_読解用抜粋_.
/---
SHUREの完全ワイヤレスイヤホンが大幅ブラッシュアップされ、『AONIC 215, Gen2 完全ワイヤレス高遮音性イヤホン(第2世代)』として新たにリリースされたのでさっそく入手。
実を言うと昨年春に発売された初代モデルを発売開始直後に購入していたのですが、後にメーカーが販売停止や回収に追われることになる不具合の影響を受けてまともに評価を行えないまま速攻返品する羽目に。秋にはこれらの不具合に対応した改良版が登場しましたが、その時点で次期モデルの噂が既に漏れ聞こえていたのでそれを待ってのリベンジという形になります。
音質面で高い評価を受けながらも、最初の躓きで出鼻を挫かれた感の否めない初代モデル。その汚名返上を賭けて市場投入されたSHUREの次世代完全ワイヤレスイヤホンの実力や如何に!?
開封の儀
特徴的な円形のデザインが施された大き目のパッケージ。
\---
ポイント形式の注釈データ
/---
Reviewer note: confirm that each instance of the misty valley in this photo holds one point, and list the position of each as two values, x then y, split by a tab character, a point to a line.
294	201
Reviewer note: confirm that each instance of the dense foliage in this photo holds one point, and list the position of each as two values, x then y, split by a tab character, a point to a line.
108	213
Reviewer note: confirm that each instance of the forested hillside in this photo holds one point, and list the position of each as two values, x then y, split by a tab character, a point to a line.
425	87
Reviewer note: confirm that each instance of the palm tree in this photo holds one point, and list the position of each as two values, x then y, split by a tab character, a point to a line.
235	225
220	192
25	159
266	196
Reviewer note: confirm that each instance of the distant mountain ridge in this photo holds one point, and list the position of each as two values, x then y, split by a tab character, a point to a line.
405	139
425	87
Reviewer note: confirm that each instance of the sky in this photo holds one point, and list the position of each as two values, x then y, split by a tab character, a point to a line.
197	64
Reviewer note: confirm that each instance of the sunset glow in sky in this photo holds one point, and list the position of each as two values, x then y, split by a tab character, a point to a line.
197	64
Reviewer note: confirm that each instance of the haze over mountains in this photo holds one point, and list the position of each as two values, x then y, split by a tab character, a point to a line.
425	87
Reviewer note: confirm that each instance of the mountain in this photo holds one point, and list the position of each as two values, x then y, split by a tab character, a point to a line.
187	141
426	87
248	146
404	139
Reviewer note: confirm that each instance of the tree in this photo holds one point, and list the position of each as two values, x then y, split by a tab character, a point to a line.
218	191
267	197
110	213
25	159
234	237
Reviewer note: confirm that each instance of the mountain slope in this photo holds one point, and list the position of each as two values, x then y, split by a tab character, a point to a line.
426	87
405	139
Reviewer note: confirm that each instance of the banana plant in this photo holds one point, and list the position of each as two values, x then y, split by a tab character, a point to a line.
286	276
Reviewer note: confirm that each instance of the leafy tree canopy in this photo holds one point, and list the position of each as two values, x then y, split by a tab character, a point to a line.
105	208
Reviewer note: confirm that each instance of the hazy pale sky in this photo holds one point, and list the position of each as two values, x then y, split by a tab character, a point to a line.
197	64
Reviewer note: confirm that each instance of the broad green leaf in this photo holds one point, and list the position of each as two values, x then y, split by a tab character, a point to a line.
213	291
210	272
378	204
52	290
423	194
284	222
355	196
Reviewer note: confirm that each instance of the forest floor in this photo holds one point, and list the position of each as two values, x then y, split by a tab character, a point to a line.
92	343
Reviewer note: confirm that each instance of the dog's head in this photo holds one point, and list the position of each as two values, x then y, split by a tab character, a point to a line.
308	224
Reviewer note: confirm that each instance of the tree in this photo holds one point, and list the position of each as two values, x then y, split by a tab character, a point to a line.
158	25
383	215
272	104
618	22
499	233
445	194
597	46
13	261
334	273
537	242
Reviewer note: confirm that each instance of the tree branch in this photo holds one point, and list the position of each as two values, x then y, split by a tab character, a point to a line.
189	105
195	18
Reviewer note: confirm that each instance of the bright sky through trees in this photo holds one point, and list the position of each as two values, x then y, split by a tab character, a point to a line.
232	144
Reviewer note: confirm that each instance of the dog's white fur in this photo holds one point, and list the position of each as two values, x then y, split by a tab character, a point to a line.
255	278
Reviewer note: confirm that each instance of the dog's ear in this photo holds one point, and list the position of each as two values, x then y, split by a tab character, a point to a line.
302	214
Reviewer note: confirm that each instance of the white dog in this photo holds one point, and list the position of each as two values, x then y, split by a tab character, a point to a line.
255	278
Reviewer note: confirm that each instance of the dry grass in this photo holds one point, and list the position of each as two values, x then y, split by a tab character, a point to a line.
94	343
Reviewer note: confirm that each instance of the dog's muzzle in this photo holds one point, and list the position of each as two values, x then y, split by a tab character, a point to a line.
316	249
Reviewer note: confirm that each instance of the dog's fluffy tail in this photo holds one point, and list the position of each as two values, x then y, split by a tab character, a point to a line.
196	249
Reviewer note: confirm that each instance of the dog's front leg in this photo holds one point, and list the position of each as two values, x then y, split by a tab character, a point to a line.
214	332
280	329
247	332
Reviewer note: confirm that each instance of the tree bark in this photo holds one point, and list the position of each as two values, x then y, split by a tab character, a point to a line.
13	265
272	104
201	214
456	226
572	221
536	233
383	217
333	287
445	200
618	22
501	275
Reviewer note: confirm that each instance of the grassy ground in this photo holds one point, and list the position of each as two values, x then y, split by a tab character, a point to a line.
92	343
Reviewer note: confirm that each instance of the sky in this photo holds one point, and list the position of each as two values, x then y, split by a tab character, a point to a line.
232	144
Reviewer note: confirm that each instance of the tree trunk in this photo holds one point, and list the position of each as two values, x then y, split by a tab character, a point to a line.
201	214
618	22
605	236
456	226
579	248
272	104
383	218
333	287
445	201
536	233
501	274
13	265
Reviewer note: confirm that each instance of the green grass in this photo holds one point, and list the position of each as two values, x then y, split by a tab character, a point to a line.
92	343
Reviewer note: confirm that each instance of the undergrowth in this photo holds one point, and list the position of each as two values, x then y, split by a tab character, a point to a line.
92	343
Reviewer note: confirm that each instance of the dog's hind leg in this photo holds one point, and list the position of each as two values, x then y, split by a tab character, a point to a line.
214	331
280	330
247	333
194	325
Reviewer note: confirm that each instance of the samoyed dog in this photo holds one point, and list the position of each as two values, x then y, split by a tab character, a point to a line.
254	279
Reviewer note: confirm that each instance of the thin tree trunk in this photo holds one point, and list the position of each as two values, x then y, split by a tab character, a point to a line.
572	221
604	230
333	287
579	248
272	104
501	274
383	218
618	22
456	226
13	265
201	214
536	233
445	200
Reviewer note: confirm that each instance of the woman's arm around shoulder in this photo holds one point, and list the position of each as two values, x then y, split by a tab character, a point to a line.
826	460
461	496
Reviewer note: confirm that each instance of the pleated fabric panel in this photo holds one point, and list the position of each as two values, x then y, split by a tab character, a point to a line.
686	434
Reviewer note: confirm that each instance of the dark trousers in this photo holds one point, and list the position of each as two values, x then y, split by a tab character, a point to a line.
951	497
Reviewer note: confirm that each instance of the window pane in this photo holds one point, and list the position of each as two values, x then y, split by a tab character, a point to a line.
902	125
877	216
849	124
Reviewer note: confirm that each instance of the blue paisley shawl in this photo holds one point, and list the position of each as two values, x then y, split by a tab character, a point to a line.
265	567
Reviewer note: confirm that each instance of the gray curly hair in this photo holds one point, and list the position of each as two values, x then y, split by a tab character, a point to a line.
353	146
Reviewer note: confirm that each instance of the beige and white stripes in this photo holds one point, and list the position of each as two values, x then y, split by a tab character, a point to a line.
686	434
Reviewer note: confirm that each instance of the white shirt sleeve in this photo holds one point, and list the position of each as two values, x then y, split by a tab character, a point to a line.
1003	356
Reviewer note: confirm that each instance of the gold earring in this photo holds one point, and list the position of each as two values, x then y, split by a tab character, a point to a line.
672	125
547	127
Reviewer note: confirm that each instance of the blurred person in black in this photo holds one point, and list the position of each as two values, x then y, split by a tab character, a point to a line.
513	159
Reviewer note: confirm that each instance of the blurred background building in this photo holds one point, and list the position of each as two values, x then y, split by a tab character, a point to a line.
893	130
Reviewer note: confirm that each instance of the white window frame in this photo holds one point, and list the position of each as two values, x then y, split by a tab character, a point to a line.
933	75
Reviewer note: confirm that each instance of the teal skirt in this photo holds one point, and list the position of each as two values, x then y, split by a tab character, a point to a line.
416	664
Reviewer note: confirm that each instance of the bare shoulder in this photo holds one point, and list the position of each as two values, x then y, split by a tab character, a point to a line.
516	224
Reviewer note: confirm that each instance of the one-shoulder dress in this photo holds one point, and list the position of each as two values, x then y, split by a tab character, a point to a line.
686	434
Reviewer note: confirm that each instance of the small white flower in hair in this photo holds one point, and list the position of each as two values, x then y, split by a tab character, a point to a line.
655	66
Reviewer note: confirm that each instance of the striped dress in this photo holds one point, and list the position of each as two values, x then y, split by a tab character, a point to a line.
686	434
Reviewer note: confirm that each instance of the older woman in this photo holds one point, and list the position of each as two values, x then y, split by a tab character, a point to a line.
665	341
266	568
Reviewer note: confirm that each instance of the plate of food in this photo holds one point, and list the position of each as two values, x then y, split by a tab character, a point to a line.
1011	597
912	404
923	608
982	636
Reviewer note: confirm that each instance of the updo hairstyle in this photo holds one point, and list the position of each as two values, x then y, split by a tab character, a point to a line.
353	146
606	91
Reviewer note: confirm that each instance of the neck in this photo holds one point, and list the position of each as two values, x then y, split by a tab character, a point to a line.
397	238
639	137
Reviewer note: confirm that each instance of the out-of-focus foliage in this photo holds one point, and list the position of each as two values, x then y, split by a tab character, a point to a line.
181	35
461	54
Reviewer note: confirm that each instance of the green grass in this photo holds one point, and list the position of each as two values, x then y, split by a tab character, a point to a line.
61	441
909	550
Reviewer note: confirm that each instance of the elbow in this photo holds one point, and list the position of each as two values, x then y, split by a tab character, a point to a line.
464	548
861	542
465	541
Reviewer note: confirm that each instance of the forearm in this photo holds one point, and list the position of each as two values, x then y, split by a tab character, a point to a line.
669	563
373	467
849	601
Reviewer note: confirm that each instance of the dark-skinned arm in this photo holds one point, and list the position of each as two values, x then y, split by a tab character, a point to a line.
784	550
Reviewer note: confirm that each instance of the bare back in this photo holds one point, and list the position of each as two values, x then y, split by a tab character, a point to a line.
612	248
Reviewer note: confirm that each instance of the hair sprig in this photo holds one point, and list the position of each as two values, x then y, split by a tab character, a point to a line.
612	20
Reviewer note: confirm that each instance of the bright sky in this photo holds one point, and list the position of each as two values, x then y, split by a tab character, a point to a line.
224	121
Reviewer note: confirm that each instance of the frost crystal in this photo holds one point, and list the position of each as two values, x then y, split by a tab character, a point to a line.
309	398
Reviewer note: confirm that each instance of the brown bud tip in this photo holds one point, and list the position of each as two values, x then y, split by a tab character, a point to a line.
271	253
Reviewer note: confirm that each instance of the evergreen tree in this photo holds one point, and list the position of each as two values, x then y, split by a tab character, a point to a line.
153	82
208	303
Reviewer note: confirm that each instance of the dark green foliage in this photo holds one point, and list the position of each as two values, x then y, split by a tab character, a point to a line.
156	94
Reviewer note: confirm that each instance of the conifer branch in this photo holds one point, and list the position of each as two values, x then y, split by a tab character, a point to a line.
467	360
\---
_作業内容_.
a. 本文抜粋について、次の問いに答えてください。
(i) 新たにリリースされた製品の名称は何ですか。
(ii) 初代モデルが発売されたのはいつですか。
(iii) 紹介されているパッケージには、どのようなデザインが施されていますか。
b. レコードのうち、「Reviewer note: confirm that each instance of the brown」を含む行からレコードの末尾までの部分を、列名を「記述」と「回答」とする2列のCSVに変換してください。各記述とその回答で1行とし、それぞれを引用符で囲んだ1つのフィールドに収め、改行は空白に置き換えてください。
本文抜粋とレコードは、それぞれ別の出典から取られたものです。

_解答_.
a.
(i) 『AONIC 215, Gen2 完全ワイヤレス高遮音性イヤホン(第2世代)』です。
(ii) 昨年春です。
(iii) 特徴的な円形のデザインです。

b.
記述,回答
"Reviewer note: confirm that each instance of the brown bud tip in this photo holds one point, and list the position of each as two values, x then y, split by a tab character, a point to a line.","271	253"
"Reviewer note: confirm that each instance of the evergreen tree in this photo holds one point, and list the position of each as two values, x then y, split by a tab character, a point to a line.","153	82 208	303"
"Reviewer note: confirm that each instance of the dark green foliage in this photo holds one point, and list the position of each as two values, x then y, split by a tab character, a point to a line.","156	94"
"Reviewer note: confirm that each instance of the conifer branch in this photo holds one point, and list the position of each as two values, x then y, split by a tab character, a point to a line.","467	360"